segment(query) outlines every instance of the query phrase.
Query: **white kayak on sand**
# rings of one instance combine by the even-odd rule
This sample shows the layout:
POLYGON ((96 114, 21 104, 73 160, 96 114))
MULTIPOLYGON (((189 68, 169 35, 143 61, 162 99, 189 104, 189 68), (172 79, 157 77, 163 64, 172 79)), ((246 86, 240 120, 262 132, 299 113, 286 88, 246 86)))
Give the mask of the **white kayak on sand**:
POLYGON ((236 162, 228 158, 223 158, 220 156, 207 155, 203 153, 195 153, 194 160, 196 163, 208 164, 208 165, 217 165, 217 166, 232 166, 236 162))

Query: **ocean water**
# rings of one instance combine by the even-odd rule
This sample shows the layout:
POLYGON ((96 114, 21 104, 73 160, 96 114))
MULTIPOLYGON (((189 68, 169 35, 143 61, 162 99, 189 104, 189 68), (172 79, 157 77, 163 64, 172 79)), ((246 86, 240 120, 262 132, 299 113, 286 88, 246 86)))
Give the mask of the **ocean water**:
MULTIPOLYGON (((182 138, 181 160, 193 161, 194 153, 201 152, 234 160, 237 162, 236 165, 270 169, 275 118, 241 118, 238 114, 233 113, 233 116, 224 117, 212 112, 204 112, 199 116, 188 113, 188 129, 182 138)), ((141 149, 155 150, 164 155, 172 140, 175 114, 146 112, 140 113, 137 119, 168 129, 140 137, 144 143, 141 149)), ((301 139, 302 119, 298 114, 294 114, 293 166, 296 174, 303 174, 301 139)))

=-=-=

Copy out all of the data above, character for character.

segment(query) outlines every instance of the query phrase.
Query: **white kayak on sand**
# rings of one instance combine by the even-odd rule
This sample shows the layout:
POLYGON ((96 114, 21 104, 73 160, 96 114))
MULTIPOLYGON (((189 68, 169 35, 143 61, 162 99, 189 104, 189 68), (172 79, 157 77, 163 64, 172 79)), ((246 86, 240 120, 262 132, 299 113, 286 88, 246 86)))
Give the mask of the **white kayak on sand**:
POLYGON ((236 162, 228 158, 223 158, 220 156, 207 155, 203 153, 195 153, 194 160, 196 163, 208 164, 208 165, 217 165, 217 166, 232 166, 236 162))

Query: **ocean water**
# rings of one instance combine by the even-odd rule
This sample shows the layout:
POLYGON ((96 114, 21 104, 73 160, 96 114))
MULTIPOLYGON (((189 68, 169 35, 143 61, 162 99, 189 104, 189 68), (172 79, 157 77, 163 64, 172 79)), ((246 86, 240 120, 262 132, 299 113, 286 88, 246 86)))
Give the mask of the **ocean water**:
MULTIPOLYGON (((182 138, 181 160, 193 161, 194 153, 201 152, 234 160, 237 162, 236 165, 270 169, 275 118, 241 118, 238 114, 233 113, 233 116, 224 117, 212 112, 204 112, 199 116, 188 113, 188 129, 182 138)), ((141 149, 155 150, 164 155, 172 140, 175 114, 146 112, 140 113, 137 119, 168 129, 140 137, 144 143, 141 149)), ((301 139, 302 119, 298 114, 294 114, 293 166, 296 174, 303 174, 301 139)))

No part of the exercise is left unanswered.